--- Instruction ---
Edit the records below, replacing "cabin window" with "porthole" and keeping every other line unchanged.

--- The input ---
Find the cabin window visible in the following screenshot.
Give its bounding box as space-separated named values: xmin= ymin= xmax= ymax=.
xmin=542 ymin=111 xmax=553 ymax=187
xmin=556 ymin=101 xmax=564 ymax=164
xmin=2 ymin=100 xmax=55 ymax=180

--- Reply to the task ---
Find the porthole visible in the following screenshot.
Give its bounding box as space-separated named values: xmin= ymin= xmax= ymax=.
xmin=542 ymin=111 xmax=553 ymax=187
xmin=556 ymin=101 xmax=564 ymax=164
xmin=2 ymin=100 xmax=55 ymax=180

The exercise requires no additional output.